Natural-language object grounding data:
================================

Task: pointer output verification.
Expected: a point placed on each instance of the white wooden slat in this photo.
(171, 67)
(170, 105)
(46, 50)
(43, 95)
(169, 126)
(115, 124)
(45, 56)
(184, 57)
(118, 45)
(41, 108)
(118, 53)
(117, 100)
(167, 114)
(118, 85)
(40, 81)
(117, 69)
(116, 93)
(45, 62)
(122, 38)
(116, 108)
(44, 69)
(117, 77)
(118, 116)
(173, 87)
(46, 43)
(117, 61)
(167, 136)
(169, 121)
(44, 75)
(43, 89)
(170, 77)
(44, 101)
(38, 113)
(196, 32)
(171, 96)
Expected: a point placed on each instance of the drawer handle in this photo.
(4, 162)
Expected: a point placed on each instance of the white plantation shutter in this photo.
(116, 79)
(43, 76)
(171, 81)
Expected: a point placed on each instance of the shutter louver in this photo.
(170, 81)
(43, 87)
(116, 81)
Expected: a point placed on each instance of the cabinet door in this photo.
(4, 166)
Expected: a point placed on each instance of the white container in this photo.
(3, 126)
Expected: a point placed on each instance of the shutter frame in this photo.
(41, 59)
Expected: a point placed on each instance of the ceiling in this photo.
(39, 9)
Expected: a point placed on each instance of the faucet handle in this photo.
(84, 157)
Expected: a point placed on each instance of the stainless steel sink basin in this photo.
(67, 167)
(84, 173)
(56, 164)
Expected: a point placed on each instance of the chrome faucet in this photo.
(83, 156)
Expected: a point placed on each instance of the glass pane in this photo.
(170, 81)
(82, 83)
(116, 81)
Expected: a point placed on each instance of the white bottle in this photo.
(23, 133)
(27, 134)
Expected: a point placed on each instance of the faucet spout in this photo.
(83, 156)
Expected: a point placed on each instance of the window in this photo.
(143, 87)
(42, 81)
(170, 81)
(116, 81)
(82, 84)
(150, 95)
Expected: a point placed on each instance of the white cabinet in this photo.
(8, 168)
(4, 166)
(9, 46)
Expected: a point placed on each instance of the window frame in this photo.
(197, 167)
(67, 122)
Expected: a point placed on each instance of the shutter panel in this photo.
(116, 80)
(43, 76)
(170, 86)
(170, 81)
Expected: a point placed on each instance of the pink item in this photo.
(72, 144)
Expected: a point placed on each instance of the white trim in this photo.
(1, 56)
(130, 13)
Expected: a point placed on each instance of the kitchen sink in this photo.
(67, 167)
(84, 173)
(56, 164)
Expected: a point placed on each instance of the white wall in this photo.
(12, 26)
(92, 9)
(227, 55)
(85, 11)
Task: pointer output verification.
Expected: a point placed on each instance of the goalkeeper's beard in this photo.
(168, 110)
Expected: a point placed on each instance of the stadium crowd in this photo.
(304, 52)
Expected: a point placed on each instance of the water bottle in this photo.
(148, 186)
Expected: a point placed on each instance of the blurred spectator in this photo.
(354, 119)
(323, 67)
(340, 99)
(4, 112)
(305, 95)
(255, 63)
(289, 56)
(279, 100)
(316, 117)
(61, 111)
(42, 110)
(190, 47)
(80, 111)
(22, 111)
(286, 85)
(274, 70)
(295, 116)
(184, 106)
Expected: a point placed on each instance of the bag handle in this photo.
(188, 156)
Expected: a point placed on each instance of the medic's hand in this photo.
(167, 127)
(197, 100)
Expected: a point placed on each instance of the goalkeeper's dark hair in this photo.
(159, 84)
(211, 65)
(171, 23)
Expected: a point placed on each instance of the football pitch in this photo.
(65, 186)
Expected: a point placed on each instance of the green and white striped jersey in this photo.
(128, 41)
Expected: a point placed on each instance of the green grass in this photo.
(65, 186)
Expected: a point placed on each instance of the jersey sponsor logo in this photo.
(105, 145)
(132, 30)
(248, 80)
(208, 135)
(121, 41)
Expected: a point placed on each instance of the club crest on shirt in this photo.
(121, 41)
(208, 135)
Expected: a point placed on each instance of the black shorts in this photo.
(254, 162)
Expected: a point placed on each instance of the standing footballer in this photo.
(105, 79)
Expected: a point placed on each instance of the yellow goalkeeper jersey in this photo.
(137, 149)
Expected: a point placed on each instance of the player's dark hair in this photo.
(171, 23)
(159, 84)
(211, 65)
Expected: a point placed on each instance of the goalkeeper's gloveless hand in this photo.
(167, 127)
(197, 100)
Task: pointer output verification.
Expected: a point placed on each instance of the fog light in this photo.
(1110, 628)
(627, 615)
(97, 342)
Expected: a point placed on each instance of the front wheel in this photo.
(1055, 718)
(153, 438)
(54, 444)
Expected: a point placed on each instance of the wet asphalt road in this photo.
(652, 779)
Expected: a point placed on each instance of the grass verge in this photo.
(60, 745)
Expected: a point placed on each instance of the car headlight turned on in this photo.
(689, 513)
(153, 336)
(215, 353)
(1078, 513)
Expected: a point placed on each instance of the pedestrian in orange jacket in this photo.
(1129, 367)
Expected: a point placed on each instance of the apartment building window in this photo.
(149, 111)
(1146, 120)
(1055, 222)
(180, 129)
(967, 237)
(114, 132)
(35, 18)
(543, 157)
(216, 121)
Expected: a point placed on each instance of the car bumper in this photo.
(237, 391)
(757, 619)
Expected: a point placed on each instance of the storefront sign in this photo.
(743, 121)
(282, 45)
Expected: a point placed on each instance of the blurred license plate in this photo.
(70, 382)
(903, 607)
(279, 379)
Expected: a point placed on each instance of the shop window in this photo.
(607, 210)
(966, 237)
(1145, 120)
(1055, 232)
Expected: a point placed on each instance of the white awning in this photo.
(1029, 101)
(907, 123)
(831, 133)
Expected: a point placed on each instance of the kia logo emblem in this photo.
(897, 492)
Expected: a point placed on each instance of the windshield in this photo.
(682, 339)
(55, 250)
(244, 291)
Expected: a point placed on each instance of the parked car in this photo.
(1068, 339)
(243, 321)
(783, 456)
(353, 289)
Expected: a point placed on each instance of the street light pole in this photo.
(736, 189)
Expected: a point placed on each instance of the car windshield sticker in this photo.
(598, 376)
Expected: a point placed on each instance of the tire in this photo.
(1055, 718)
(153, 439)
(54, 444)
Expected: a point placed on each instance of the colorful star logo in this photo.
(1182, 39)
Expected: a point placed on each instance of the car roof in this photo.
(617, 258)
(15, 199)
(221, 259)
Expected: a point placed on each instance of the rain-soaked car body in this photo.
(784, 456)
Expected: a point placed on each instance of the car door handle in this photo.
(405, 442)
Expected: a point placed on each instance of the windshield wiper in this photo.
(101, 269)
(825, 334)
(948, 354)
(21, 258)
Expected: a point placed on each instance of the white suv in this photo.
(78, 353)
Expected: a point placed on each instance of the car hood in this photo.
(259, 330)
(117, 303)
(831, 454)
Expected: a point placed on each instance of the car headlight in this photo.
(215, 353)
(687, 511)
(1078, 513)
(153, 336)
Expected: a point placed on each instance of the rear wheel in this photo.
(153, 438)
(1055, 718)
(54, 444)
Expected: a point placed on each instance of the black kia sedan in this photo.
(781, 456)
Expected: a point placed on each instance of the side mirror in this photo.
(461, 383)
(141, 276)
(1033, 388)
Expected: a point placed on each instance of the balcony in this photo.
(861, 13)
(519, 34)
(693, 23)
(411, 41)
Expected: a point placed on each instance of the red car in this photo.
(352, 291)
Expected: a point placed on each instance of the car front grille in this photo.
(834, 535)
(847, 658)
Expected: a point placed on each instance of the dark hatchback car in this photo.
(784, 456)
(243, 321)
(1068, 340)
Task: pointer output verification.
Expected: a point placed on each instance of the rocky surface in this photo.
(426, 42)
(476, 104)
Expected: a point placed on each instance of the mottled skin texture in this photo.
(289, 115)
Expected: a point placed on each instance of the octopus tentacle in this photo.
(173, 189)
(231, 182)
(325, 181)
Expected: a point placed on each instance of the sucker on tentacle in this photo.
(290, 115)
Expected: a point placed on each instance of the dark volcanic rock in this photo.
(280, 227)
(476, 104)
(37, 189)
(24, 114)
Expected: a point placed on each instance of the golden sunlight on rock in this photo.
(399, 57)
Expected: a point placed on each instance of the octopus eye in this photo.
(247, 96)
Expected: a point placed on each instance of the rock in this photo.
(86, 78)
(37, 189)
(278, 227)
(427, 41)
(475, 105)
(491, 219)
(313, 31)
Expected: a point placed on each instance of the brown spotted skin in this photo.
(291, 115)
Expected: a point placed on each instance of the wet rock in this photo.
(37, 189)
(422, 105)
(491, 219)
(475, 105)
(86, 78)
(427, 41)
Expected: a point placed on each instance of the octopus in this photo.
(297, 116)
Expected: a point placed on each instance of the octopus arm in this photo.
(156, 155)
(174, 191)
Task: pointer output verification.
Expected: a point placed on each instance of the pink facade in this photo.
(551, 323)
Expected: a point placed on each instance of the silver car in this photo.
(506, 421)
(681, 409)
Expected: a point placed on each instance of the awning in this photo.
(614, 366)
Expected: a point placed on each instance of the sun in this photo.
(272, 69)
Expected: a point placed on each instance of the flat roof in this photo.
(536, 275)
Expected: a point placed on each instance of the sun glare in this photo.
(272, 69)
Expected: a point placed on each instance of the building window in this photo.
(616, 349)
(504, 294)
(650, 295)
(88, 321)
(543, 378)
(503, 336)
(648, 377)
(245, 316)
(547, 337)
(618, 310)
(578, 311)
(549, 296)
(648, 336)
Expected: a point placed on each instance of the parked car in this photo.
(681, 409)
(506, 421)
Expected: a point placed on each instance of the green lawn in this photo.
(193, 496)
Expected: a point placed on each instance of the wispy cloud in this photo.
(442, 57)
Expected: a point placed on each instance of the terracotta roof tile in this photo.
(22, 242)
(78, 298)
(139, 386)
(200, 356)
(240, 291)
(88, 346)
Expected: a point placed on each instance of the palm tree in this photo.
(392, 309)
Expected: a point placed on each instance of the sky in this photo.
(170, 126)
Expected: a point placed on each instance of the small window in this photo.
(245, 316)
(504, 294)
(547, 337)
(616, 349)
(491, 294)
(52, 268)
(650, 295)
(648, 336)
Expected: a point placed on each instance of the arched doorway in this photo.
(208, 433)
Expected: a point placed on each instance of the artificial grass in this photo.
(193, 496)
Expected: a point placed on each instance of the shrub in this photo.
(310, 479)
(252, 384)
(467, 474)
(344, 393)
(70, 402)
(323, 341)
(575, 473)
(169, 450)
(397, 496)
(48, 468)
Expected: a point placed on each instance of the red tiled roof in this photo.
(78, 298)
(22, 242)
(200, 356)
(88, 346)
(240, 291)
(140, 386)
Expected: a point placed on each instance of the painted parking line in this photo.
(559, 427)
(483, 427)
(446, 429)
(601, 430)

================================

> **DIRECTIONS FOR THIS TASK**:
Please quote nothing but the lines from the line with "Expected: a point placed on each instance of the red tiled" through the end of the data above, exactly as written, ends included.

> **PROBLEM SOLUTION**:
Expected: a point placed on each instance of the red tiled roof in this photo.
(78, 298)
(22, 242)
(200, 356)
(88, 346)
(240, 291)
(140, 386)
Expected: a point placed on each instance of the painted parking line in this photo.
(559, 427)
(483, 427)
(446, 429)
(601, 430)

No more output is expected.